■ **PAGE TEXT**
“If we merge mercy with might, and might
with right,
Then love becomes our legacy,
And change, our children’s birthright.”
Amanda Gorman
I’ve witnessed miracles, and seen shapeshifters take new forms to escape by feather and foot. One sprinted into the desert, disappearing into a swirling, amber-colored dust. The other was lifted by wind to go up beyond the turbulent flow of alley and calle.
I asked a street cobbler in India if he’d repair my broken sandal. Five-hundred-rupee sir,” he said. I shook my head. No, too much.
Looking at me with a toothless smile he started laughing, then exploded in a loud, unsettling cackle, a fused wail, and a jeer, unlike anything I’d ever heard. He didn’t seem to put forth any effort, yet his thin-bodied yodel was louder than a garbage truck.
He stood to walk away but looked back over his shoulder and laughed. His threadbare pants, worn down to nothing, completely exposed his butt cheeks. I was right behind him when he turned a corner into a narrow side alley. Seconds later, I looked to see where he went. I saw buildings but no windows or doors. The alley was empty yet filled with echoes. A crow cawed and lifted to fly, going up like a funeral in feathers.
Two decades later in Northeast Arizona, I arrived at a remote location for an appointment with someone known to the Navajo community as a ‘medicine man.’ His granddaughter met several of us and said, “You’re here to see grandfather? He was right here.”
She led us around a small Hogan from the east to the west where I saw a roadrunner making time to get away. Its feathers were brown. Grandfather was booking it.

■ **DATA EXTRACTS**
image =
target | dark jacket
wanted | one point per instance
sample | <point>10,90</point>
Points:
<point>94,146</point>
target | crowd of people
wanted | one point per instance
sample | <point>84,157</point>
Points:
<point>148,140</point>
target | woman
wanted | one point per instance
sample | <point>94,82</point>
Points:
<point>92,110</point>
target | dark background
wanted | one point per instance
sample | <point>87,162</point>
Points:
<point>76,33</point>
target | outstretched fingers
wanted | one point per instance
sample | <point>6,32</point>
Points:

■ **QUESTIONS**
1. Please answer these questions from the shapeshifter text:
(a) What price did the street cobbler in India ask?
(b) Where did the narrator arrive two decades later?
(c) What color were the roadrunner's feathers?
2. Return the passage of the shapeshifter text from "She led us around" to "was booking it." word for word.
3. Decide whether each statement agrees with the shapeshifter text. Answer yes or no, quoting the words that decide it.
(a) The cobbler's laugh was louder than a garbage truck.
(b) The side alley had buildings with windows and doors.
(c) The medicine man's daughter met the visitors.

■ **ANSWER SECTION**
1.
(a) Five hundred rupees.
(b) A remote location in Northeast Arizona.
(c) Brown.

2.
She led us around a small Hogan from the east to the west where I saw a roadrunner making time to get away. Its feathers were brown. Grandfather was booking it.

3.
(a) Yes: "his thin-bodied yodel was louder than a garbage truck."
(b) No: "I saw buildings but no windows or doors."
(c) No: "His granddaughter met several of us"